Source data
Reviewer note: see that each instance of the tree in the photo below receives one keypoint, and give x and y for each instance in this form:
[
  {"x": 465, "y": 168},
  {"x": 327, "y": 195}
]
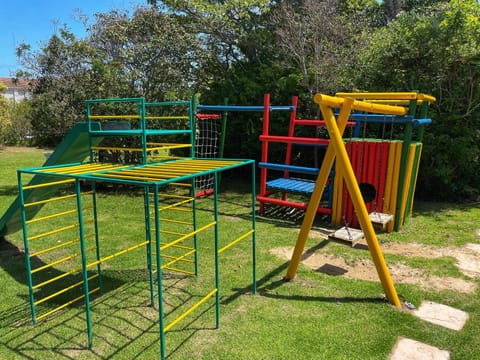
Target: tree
[
  {"x": 147, "y": 54},
  {"x": 4, "y": 113},
  {"x": 435, "y": 50}
]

**What needs to be done**
From the first line to the last, give the data again exactly, but without pictures.

**Response area**
Reviewer note: see that each instance of the tree in the photo below receives one keypoint, and give x and y for each instance in this form:
[
  {"x": 465, "y": 168},
  {"x": 327, "y": 195}
]
Target: tree
[
  {"x": 147, "y": 54},
  {"x": 4, "y": 113},
  {"x": 435, "y": 50}
]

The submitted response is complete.